### Extrait
────

Aurora est portugaise. Elle vit en Écosse, travaille comme préparatrice de commandes dans une entreprise de vente en ligne qui n’est jamais nommée. Il n’est pas interdit de penser à Amazon qui possède en Écosse un entrepôt de 900 000 m². À titre de comparaison, la taille du plus grand site implanté en France est de 100 000 m². Elle touche chaque semaine un salaire qui lui permet tout juste de s’acquitter de ses dépenses courantes, le loyer de sa chambre et le partage de l’électricité dans la co-location, sa nourriture, vite préparée, sa part de l’essence nécessaire à sa collègue qui l’emmène au travail. Elle est portugaise comme elle. Elle rêve elle d’un emploi de bureau, « être payée et assise toute la journée ».

La vie sociale est un luxe. Aurora sait que ça existe, mais ce n’est pas pour elle. Les co-locataires se croisent dans la cuisine, bonjour, bonsoir. Au travail, les interactions sont réduites au minimum. À la cantine, elle échange quelques mots avec un jeune homme qui lui sourit. C’est bientôt le week-end. Il explique que le sien va être très chargé. « Tu fais quoi ? ». Réponse : « Je fais la lessive ». On apprend plus tard qu’il s’est suicidé. Un nouveau co-locataire semble faire exception. Il se présente « comme l’homme au camion » et ajoute « ça paye bien ». Il est polonais. Il invite quelques amis, se renseigne sur le bar du coin, va y boire quelques bières avec eux. Il invite Aurora. Il fait ce que permet un salaire un peu moins misérable.

L’écran des smartphones est omniprésent, intégré à cette routine. Il accapare le moindre instant de libre. Dès que la prescription s’éloigne, elle est remplacée par celle de l’algorithme. On ne sait pas trop ce que Aurora et ses collègues regardent. Le spectacle de l’écran ne suscite aucun commentaire, aucune discussion, à peine un avis sur le nouvel épisode d’une série, accueilli dans l’indifférence générale. Il masque l’extrême solitude, les conversations qui n’en sont pas. Il est le compagnon d’un désert informationnel et affectif. Compagnon vital néanmoins. Lorsque son smartphone tombe en panne, Aurora se démène pour le faire réparer en urgence. Pour payer la facture, elle fera d’autres sacrifices, ou plutôt le seul qui est encore possible, affronter au sens propre, la longueur d’un jour sans pain. 

Le tableau est sombre. Laura Carreira, dont c’est le premier long métrage, nous immerge dans le quotidien de celles et ceux que l’on appelle les « travailleurs pauvres », ceux qui « vivent dans la succession des travaux et des jours » sans accéder à « la temporalité des fins » (Jacques Rancière Le fil perdu). Elle ne nous y noie pas. Aurora a trente ans. Le film suggère que tout n’est pas forcément joué pour elle. Elle rêve d’un autre métier. Elle décroche un entretien pour être aide-sociale. Se fait coquette pour l’occasion. Malgré la gentillesse de la personne en charge du recrutement, ça ne va pas aller. On peut penser que peut-être une autre fois. Et puis à l’entrepôt, une panne de la machine est, elle aussi, possible. Immédiatement, l’ensemble se dérègle. Les rires, la musique, les interactions humaines l’emportent sur la routine et l’ennui. La parenthèse se refermera sans doute trop vite, mais quelque chose aura changé.

────

### Série d'exercices
A. Recopiez à l'identique le passage de l'extrait sur Aurora qui commence aux mots "La vie sociale" et s'achève après "peu moins misérable.".
B. Prolongez l'extrait sur Aurora au-delà de sa dernière phrase.
Les enregistrements qui suivent constituent un matériau indépendant de l'extrait.

────

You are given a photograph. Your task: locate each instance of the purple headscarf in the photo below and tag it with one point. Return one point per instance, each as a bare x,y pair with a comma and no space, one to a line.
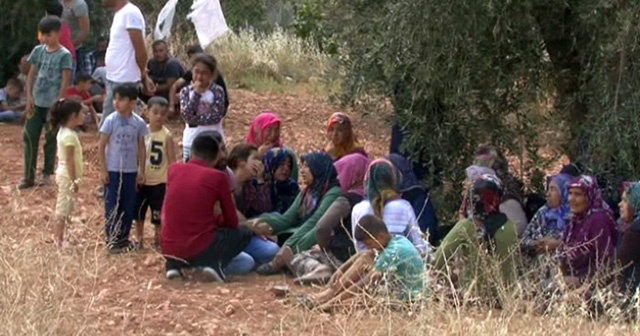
351,171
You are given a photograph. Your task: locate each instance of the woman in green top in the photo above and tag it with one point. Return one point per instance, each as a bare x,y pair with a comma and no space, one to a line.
486,243
321,190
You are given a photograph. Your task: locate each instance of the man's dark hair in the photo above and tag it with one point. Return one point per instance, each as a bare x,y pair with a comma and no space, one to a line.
240,153
194,49
159,42
15,83
157,100
83,77
130,91
369,227
49,24
205,147
99,56
53,7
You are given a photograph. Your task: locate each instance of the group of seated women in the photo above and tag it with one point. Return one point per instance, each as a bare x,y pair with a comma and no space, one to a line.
328,228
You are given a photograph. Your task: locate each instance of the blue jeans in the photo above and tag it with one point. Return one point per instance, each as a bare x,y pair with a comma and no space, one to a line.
9,116
259,251
120,206
107,106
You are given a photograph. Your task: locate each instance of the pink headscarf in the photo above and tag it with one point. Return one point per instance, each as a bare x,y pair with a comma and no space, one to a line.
351,171
259,125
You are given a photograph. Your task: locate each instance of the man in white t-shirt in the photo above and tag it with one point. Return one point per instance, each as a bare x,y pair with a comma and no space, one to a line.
126,58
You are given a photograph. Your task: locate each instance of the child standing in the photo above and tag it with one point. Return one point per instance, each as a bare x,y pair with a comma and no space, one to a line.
11,102
202,104
82,91
66,115
161,153
47,82
122,154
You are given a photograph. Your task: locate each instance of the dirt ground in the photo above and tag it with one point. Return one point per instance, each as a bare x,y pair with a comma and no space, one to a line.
84,291
129,294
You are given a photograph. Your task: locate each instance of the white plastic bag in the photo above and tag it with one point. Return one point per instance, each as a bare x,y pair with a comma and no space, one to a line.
208,19
165,20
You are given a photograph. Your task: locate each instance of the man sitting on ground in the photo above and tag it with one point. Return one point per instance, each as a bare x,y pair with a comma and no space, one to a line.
192,234
174,103
398,263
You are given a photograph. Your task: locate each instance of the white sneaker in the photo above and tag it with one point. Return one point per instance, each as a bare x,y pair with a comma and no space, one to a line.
174,274
213,275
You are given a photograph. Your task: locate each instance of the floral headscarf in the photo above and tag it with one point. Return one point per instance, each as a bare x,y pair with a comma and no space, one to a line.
351,171
486,196
409,179
351,143
325,177
633,198
258,127
381,184
557,219
282,192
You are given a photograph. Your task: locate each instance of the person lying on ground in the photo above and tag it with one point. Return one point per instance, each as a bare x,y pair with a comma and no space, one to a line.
391,258
299,222
341,137
384,201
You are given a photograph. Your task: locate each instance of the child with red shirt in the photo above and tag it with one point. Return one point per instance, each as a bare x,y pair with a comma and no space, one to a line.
82,92
192,235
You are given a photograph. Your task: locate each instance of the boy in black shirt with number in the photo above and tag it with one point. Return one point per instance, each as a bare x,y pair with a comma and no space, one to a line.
161,153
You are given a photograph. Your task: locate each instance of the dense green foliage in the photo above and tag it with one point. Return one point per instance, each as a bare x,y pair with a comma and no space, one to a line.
465,72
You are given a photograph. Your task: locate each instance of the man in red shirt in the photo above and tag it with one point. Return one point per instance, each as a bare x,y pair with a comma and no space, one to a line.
192,235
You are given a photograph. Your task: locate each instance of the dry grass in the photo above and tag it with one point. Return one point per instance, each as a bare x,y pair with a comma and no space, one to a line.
277,61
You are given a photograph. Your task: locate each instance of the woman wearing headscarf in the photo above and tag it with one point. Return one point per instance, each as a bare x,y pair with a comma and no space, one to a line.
489,160
281,176
628,251
590,238
383,200
487,235
321,190
414,192
342,140
335,245
545,231
264,132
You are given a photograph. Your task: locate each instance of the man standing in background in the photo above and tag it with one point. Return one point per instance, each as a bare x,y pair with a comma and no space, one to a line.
76,14
126,58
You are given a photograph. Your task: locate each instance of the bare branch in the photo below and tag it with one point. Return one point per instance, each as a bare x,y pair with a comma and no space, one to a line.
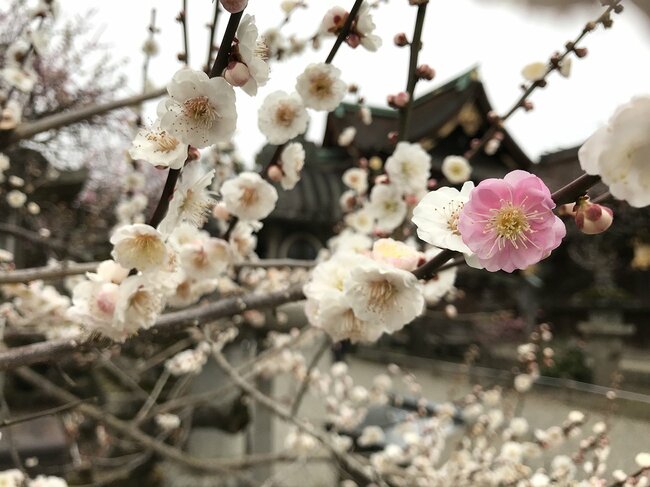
169,322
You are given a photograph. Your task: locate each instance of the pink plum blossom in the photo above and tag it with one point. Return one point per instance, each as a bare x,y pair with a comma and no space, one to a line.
509,223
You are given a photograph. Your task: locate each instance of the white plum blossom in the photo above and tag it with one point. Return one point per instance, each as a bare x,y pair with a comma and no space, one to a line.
158,148
384,294
456,169
191,201
436,217
360,220
320,87
396,253
248,196
365,27
199,111
139,303
205,258
250,55
409,167
167,422
534,71
346,137
282,117
356,178
139,246
387,206
291,162
16,198
619,153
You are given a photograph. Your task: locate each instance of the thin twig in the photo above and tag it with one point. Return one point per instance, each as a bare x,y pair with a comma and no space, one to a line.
350,463
304,385
416,46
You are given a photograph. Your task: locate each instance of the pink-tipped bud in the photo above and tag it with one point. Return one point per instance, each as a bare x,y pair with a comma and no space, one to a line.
592,218
234,6
275,173
237,74
193,154
401,40
424,71
220,213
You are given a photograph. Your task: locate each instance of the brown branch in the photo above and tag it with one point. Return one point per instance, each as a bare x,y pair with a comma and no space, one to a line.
348,462
36,238
211,465
571,46
29,129
345,31
416,46
169,322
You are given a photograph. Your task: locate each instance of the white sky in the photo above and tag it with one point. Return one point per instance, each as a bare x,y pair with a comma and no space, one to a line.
458,34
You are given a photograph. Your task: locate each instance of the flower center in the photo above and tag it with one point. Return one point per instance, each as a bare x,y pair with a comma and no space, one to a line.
285,114
320,85
164,141
381,294
249,197
201,111
510,223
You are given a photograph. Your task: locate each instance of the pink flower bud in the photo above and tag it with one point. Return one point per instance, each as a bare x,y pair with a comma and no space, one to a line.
234,6
275,173
237,74
219,212
592,218
400,40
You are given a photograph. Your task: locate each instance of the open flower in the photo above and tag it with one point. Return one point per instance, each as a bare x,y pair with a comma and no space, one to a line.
619,152
509,223
158,148
140,246
436,217
409,167
199,111
249,197
382,293
139,303
456,169
282,117
320,87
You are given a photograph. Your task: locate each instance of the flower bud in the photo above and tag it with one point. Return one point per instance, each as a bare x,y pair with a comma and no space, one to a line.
592,218
274,173
398,101
234,6
401,40
237,74
426,72
353,40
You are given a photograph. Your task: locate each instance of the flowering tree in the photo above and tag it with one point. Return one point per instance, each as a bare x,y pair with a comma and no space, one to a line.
372,280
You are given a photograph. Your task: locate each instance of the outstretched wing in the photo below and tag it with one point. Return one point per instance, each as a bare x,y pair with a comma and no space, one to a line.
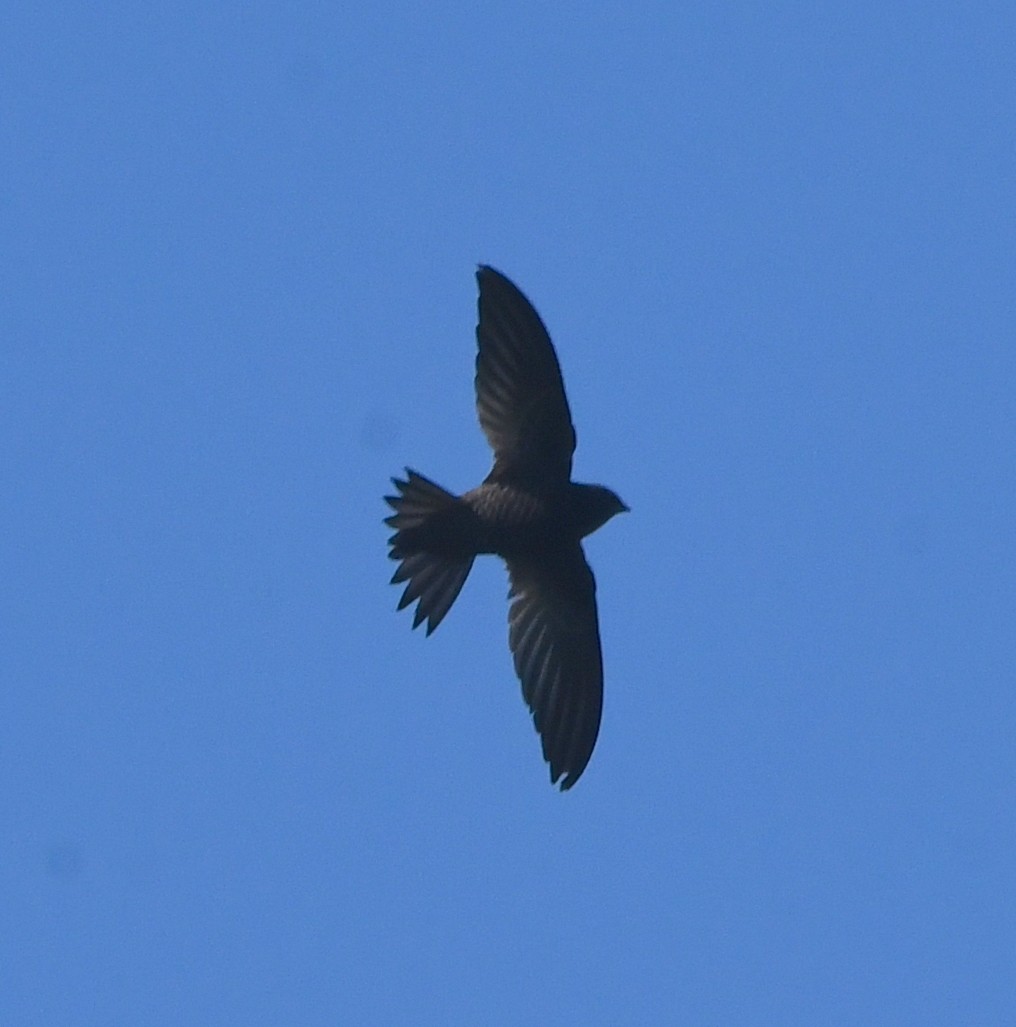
520,394
555,640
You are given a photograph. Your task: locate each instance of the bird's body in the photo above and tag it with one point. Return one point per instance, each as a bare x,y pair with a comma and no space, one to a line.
530,512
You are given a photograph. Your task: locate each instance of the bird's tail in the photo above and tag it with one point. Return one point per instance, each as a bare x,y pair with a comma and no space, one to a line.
424,522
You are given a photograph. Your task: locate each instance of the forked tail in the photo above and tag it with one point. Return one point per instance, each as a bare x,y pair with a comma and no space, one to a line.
424,523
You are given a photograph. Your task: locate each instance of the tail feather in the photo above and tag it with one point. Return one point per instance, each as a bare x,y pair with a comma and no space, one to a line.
435,577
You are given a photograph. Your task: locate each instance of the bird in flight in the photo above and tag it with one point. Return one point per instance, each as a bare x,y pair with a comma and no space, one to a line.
529,512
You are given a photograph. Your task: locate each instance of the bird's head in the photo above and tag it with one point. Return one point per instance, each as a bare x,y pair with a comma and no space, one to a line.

────

### Résultats par exercice
A.
La vie sociale est un luxe. Aurora sait que ça existe, mais ce n’est pas pour elle. Les co-locataires se croisent dans la cuisine, bonjour, bonsoir. Au travail, les interactions sont réduites au minimum. À la cantine, elle échange quelques mots avec un jeune homme qui lui sourit. C’est bientôt le week-end. Il explique que le sien va être très chargé. « Tu fais quoi ? ». Réponse : « Je fais la lessive ». On apprend plus tard qu’il s’est suicidé. Un nouveau co-locataire semble faire exception. Il se présente « comme l’homme au camion » et ajoute « ça paye bien ». Il est polonais. Il invite quelques amis, se renseigne sur le bar du coin, va y boire quelques bières avec eux. Il invite Aurora. Il fait ce que permet un salaire un peu moins misérable.

B.
Du début à la fin du film, la violence est absente. À moins qu’elle ne soit masquée, euphémisée. Au travail, les chefs sont bienveillants. L’un d’eux demande respectueusement, presque timidement, à Aurora d’aller un peu plus vite. On s’en doute tout est chronométré et elle ne respecte pas son rythme habituel, celui qui lui avait valu un peu plus tôt d’être « salariée de la semaine », récompensée par une barre chocolatée. Dans la coloc, s’est pareil. La vie se déroule sans les conflits, petits ou grands, qui émaillent trop souvent la vie quotidienne. 

C’est la force du film. Il évite les clichés et l’absolue noirceur des « drames sociaux ». L’actrice principale Joana Santos y est pour beaucoup. Elle est élégante, douce. Elle finit par s’écrouler. Par tomber au sens propre comme le dit le titre du film. Elle se relève en s’accrochant au bras qui lui est tendu. Elle n’a rien abandonné ni de son malheur ni de sa dignité.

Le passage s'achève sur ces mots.